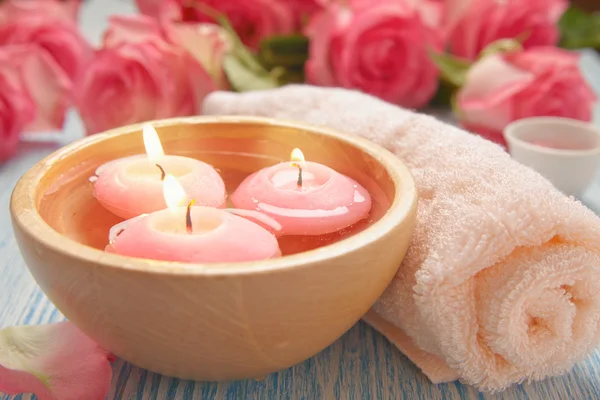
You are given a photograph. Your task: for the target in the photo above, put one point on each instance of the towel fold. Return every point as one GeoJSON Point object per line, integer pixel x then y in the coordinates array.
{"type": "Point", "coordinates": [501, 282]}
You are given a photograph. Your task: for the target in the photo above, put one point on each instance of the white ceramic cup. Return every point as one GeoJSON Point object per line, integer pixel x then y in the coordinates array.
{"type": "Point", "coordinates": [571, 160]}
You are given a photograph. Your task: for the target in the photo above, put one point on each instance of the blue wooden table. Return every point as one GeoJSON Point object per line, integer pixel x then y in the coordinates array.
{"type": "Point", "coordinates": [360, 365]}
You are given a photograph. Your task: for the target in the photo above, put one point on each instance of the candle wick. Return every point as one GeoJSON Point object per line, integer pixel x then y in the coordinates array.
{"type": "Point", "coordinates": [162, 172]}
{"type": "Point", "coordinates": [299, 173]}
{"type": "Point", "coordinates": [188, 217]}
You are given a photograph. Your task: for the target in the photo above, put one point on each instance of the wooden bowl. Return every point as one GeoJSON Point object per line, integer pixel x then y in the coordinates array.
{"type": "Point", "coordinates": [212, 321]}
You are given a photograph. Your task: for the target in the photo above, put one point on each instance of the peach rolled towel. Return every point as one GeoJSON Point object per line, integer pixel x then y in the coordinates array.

• Exercise description: Your answer must be an exact copy of every entry, with no pictures in it.

• Response to this exercise:
You are given a photograph. Your task: for the target in the photo above, put one point on each instance of the towel fold. Return every point as one GeoJSON Point object per line, integer pixel x then y in the coordinates array.
{"type": "Point", "coordinates": [501, 282]}
You are given a photograph. Your task: for the target in the photo above, put one point on each instance of the white ceramic cup. Return every point as one GeoJSON Point object per line, integer pixel x then y in the coordinates array.
{"type": "Point", "coordinates": [571, 160]}
You are given a photograph. Your task: for the target in the photo above, put one point on each instance of the blue wooden table. Return every point as one GeoJSON Point object per line, integer pixel x then y in the coordinates array.
{"type": "Point", "coordinates": [360, 365]}
You are given a photograph. Your task: for the target in the photo above, put one point on each instance of the candle wick. Return every point as one GeoJSON Point object per line, integer pixel x then y in the coordinates array.
{"type": "Point", "coordinates": [162, 172]}
{"type": "Point", "coordinates": [299, 173]}
{"type": "Point", "coordinates": [188, 217]}
You are given a photograph. Your task: for the target in the photo above, put one point on each instance of the wooden bowl. Return every point as one GeoJSON Point object per line, integer pixel x then y in the coordinates array.
{"type": "Point", "coordinates": [212, 321]}
You are given a photograph. Your task: for the target in the photo above, put one point on each instance of the peach rolled towel. Return every point as one GeoJSON Point object per line, integer pixel x then y in the coordinates array.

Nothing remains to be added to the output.